■ TASKS:
• a. Edit the interview with the Medical Director: reproduce the passage that begins at the words "Medical Director: Already, this" and stops after "already been established.", putting "specialists" in place of "experts".
• b. Continue the interview with the Medical Director about the conjoined twins surgery from the last sentence shown.

■ DOCUMENT SECTION:
______________________________

When everything was done, I sent the pictures to him and in fact, his excitement knew no bounds. That’s why I told you that all that he said from the beginning was out of deep feeling of concern. He called me and said we have to organize a Press Conference immediately. But along the line, because of the same issue of concern for the children, we felt we should allow the children to be strong enough. Within few days later when I snapped the children and forwarded the pictures to him, he said the children are okay. So, we should go ahead and organized the Press Conference. He personally took the responsibility of organizing the conference in Abuja. All that we needed to do was to take the babies to Abuja.

Health Monitor: With this great achievements, Sir, don’t you think you should pay more attention to such risky ventures so that the hospital may eventually become and be recognized, globally, as Centre of Excellence for Conjoined Twins? 

Medical Director: Already, this is the beginning. We didn’t do a one shot thing.  The experts will remain here, they will not go away, and that’s why I wanted it to be done here in the first place. The expertise and the equipment will remain, and that would mean that if there is similar case of conjoin twins, there won’t be need to go to the National Hospital, they will come to FMC Keffi. Because we have a record of having done this successfully, just like it was done in the National Hospital as well. So I think that that has already been established.

Before I came here, there was a Neurosurgeon that was supposed to be a Visiting Consultant in this hospital. But at a point he felt there’s no point for him to come because he cannot operate. We needed the environment for him to be able to operate. As at today we have put up an advertisement for a Neurosurgeon because the environment is quiet suitable for us to operate on the brain in this hospital. On the same line, we have started doing chest surgery here already. We are set to do one now but we don’t have a Neurosurgeon and we want to employ one. We are already quiet advanced in that line. Once we employ a Neurosurgeon, we are going to commence brain surgery in this hospital. And since we have started chest surgery, part of my next plan, hopefully, within the next twelve months, we should also record a pitch of the fact that we can do heart surgery in this hospital. And that should not be long from now.

______________________________

(Stored data entries)
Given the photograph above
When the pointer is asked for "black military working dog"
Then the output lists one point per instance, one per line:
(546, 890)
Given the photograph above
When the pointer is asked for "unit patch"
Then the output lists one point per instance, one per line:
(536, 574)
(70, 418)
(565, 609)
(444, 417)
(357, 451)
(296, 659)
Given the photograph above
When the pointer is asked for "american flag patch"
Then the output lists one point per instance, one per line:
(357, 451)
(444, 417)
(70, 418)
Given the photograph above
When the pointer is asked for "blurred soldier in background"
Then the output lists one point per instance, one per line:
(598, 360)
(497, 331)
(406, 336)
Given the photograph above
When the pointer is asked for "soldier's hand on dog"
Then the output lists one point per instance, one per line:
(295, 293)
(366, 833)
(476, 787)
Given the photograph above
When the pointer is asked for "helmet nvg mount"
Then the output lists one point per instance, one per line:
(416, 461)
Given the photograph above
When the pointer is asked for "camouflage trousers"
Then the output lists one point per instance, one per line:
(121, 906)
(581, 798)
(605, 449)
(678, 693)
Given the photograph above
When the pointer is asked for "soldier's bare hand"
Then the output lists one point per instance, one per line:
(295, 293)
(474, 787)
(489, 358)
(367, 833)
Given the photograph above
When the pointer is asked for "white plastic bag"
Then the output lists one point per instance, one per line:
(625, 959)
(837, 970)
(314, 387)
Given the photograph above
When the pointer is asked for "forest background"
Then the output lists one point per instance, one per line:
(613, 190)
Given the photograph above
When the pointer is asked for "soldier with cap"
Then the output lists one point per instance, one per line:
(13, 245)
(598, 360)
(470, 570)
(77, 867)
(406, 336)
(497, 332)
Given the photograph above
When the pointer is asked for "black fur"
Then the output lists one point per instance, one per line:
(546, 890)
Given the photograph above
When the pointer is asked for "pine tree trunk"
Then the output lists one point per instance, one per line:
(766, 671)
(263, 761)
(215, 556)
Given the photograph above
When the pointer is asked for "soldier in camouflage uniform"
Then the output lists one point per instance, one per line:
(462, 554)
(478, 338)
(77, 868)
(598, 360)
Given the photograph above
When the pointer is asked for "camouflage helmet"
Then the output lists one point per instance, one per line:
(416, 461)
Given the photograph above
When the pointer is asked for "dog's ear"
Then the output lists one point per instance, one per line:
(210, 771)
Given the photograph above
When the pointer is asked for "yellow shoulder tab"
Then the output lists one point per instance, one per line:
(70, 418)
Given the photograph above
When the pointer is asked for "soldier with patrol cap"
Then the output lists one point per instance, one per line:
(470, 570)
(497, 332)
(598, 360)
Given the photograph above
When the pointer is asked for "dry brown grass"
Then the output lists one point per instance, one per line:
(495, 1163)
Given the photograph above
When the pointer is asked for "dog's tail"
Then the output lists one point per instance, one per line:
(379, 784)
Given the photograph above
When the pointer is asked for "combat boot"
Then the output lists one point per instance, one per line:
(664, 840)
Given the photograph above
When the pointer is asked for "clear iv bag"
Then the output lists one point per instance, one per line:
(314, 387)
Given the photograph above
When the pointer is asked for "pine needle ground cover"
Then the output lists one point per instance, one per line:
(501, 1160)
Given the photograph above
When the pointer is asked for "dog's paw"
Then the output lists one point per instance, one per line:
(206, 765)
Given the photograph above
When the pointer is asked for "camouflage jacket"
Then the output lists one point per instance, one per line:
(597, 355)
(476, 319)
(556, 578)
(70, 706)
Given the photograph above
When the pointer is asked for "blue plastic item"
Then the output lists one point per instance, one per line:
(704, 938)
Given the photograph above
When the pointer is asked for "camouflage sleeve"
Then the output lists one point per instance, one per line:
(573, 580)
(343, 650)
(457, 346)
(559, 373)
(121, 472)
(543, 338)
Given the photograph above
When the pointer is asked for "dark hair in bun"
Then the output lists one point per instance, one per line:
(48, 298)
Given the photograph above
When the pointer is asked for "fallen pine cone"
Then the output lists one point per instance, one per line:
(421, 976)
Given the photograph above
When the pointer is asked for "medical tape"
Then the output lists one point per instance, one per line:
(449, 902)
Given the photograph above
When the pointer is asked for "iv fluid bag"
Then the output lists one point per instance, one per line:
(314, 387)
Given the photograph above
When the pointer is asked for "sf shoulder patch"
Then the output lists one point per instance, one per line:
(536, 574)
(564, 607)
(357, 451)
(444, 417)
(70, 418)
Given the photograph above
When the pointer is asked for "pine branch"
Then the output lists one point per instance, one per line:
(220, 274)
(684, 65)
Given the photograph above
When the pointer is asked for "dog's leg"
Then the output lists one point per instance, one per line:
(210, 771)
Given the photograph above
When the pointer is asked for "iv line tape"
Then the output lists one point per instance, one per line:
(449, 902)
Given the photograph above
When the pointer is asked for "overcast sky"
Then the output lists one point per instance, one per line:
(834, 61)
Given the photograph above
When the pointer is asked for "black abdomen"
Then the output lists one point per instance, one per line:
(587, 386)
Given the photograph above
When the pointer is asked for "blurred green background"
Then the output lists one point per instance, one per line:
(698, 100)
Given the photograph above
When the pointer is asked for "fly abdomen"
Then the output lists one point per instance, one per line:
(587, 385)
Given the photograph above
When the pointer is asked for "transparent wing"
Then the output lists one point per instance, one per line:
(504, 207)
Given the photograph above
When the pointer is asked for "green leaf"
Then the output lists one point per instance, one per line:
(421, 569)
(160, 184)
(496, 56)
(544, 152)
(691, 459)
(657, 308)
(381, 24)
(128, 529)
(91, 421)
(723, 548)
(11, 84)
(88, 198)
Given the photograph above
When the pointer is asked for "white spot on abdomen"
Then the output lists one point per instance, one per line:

______________________________

■ ANSWER SET:
• a.
Medical Director: Already, this is the beginning. We didn’t do a one shot thing.  The specialists will remain here, they will not go away, and that’s why I wanted it to be done here in the first place. The expertise and the equipment will remain, and that would mean that if there is similar case of conjoin twins, there won’t be need to go to the National Hospital, they will come to FMC Keffi. Because we have a record of having done this successfully, just like it was done in the National Hospital as well. So I think that that has already been established.

• b.
Health Monitor: Government was excited over your recent achievement. Is there any encouragement or support from them? 

Medical Director: Yes, at least our Honourable Minister of State clearly mentioned that day that FMC, Keffi, is going to be recognized as Centre for Specialists Surgeries. I see that as a challenge and we will try to make sure we take it on ourselves and take it with the ministry as well. We have to stand on it and try as much as possible to make it thrive on highly specialized things that cannot be gathered in every hospital that we have to be referring our patients out, rather we would want to have a reverse tourism of people coming back here instead of going out.

Health monitor: Are these experts all staff of this hospital or they came from other places?

Medical Director: Just like I said earlier, every aspect of the specialization was here but we had support from our colleagues from the National Hospital, Jos University Teaching Hospital, and other locations.  Sometimes we do that.  I remember when they did the separation at the National Hospital, I and the pediatric Surgeon from here were part of that team. And of course we had a very great support from their pediatric surgery team too. Their cardiothoracic surgery team also came to take part in what we did. So it’s a question of a cross fertilization of specialists.

The Head of the Surgical Team is a Pediatric Surgeon. He is Doctor Charles. We had different Heads of different units, the Pediatricians, the Anesthetics and Intensivists, we have the Nurses in the different locations and Plastic surgeons and many others who participated.